# start of Supplied entries
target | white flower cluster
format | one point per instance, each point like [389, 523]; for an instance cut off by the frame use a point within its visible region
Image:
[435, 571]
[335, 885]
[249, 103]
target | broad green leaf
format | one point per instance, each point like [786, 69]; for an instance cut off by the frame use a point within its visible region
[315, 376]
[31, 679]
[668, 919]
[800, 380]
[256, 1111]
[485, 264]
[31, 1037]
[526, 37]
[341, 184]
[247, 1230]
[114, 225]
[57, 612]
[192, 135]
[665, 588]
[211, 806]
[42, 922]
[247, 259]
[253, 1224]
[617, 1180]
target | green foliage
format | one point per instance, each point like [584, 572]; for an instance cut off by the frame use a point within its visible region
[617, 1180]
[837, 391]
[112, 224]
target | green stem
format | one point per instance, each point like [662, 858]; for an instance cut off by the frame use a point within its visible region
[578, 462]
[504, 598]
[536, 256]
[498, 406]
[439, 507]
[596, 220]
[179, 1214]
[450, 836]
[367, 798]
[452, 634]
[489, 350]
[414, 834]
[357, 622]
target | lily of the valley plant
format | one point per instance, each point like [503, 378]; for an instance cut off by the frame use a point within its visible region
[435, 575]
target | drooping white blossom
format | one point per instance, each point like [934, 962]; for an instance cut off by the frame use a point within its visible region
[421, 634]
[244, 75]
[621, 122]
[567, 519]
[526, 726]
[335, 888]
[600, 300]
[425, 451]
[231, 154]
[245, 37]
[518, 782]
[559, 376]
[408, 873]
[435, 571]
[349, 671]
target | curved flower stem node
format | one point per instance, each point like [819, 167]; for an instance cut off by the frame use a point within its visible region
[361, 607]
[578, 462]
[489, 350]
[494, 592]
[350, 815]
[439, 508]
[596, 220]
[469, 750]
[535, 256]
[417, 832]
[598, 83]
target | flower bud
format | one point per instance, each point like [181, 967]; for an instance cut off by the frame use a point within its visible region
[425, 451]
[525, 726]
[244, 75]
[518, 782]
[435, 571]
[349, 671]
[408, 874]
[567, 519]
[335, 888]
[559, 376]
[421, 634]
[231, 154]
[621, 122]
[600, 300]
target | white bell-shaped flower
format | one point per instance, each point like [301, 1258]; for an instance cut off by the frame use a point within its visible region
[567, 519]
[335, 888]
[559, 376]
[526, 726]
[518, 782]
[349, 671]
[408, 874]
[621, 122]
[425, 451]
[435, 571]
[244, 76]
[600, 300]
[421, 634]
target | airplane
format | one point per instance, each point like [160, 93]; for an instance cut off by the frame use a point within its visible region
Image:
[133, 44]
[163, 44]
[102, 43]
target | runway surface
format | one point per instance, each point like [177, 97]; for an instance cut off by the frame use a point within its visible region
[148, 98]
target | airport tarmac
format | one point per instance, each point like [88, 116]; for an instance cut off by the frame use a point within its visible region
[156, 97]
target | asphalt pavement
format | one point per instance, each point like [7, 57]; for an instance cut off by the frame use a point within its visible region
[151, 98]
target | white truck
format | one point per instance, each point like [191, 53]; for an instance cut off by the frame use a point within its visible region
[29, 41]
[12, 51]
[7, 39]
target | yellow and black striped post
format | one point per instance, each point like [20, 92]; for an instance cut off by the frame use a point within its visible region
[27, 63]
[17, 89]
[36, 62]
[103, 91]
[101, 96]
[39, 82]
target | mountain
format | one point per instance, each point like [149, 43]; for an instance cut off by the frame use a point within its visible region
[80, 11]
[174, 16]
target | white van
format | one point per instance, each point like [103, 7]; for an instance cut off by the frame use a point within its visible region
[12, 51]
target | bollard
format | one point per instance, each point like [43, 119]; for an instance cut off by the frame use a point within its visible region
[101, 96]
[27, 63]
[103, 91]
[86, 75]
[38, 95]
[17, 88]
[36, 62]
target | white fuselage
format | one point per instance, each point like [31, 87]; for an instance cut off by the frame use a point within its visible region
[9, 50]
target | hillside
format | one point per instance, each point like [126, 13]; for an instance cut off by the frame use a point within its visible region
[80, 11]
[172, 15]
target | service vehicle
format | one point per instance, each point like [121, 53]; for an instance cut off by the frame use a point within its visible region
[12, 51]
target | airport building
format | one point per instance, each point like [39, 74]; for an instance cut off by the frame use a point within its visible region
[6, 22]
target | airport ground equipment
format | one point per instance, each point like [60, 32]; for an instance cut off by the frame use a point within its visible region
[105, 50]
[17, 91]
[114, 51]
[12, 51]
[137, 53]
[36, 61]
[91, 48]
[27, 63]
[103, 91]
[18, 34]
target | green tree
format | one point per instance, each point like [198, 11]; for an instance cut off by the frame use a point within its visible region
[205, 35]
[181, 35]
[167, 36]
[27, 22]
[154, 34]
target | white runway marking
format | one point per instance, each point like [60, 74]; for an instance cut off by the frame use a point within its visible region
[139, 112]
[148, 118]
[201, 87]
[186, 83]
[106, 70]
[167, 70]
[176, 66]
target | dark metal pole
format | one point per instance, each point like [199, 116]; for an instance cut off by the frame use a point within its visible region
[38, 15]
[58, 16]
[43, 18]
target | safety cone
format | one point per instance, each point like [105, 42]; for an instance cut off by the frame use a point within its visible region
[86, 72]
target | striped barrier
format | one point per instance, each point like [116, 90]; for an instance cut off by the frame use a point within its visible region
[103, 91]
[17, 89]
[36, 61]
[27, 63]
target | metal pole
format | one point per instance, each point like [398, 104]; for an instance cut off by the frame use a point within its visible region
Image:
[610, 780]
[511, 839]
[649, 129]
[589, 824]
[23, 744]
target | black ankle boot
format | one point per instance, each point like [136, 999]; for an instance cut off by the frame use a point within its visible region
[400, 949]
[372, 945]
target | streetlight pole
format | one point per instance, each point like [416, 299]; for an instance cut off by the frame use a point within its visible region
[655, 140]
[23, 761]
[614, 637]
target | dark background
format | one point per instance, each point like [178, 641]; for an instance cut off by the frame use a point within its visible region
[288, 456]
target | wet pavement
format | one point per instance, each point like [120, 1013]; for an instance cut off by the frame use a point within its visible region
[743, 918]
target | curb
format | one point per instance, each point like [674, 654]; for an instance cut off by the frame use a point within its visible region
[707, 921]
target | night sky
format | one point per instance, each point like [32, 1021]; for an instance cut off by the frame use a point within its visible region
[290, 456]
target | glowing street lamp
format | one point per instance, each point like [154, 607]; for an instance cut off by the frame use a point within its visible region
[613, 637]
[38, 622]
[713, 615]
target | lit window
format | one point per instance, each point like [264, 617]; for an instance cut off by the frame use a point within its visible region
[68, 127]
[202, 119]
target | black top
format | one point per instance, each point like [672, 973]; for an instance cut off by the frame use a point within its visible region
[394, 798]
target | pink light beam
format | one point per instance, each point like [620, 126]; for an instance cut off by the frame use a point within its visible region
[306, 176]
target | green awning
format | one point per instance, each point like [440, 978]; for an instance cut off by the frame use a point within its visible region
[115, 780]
# end of Supplied entries
# start of Supplied entries
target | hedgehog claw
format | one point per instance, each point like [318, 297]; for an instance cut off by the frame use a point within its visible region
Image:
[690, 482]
# end of Supplied entries
Pick out every line of the records above that contains the word "flower", treating uppercase and lowercase letters as different.

| Solution to the problem |
target | white flower cluster
target | curved flower stem node
target | flower bud
target | white bell-shaped flower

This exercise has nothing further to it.